**Problem to solve:** Quote the passage of the article about Duke at the ACC tournament between "And they’ll be" and "emptied the bench.", inclusive.

**Text block:**
____
Duke extends its stay at the ACC tournament, just not in Greensboro
Duke’s stay at the ACC tournament was brief Tuesday. The Blue Devils made their earliest-ever arrival and their earliest-ever exit.
And they’ll be back Wednesday.
Instead of staying in Greensboro, Duke decided to commute from Durham as long as it remains alive, preferring the I-85 drive to sharing a hotel with as many as 11 other teams. Make that eight: Boston College checked out Tuesday after Duke cruised to an 86-51 win, departing along with Tuesday’s other two losers.
So the Blue Devils will make the trek back and forth at least once more to face seventh-seeded Louisville on Wednesday, a team that beat Duke twice during the regular season, albeit once by five points and once in overtime.
Mark Williams, for one, will have new confidence for the third meeting after Duke fed the freshman big man for 13 points on 6-for-7 shooting against the Eagles in a game that otherwise went more or less as expected, with Duke starting hot from 3-point range and staying hot even after Duke coach Mike Krzyzewski emptied the bench.
“I just hope we can keep it going against Louisville tomorrow,” Krzyzewski said. “I’m glad it’s an evening game so we have a little time to prepare.”
Duke shook off whatever hangover might have been left from the North Carolina blowout and, by easily dispatching a lesser opponent, built at least a little bit of a foundation for a longer stay in Greensboro. Or not in Greensboro, as the case may be.
____
**Provided material:**
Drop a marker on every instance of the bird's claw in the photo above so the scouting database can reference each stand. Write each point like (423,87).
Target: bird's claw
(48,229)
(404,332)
____
**Answer below:**
And they’ll be back Wednesday.
Instead of staying in Greensboro, Duke decided to commute from Durham as long as it remains alive, preferring the I-85 drive to sharing a hotel with as many as 11 other teams. Make that eight: Boston College checked out Tuesday after Duke cruised to an 86-51 win, departing along with Tuesday’s other two losers.
So the Blue Devils will make the trek back and forth at least once more to face seventh-seeded Louisville on Wednesday, a team that beat Duke twice during the regular season, albeit once by five points and once in overtime.
Mark Williams, for one, will have new confidence for the third meeting after Duke fed the freshman big man for 13 points on 6-for-7 shooting against the Eagles in a game that otherwise went more or less as expected, with Duke starting hot from 3-point range and staying hot even after Duke coach Mike Krzyzewski emptied the bench.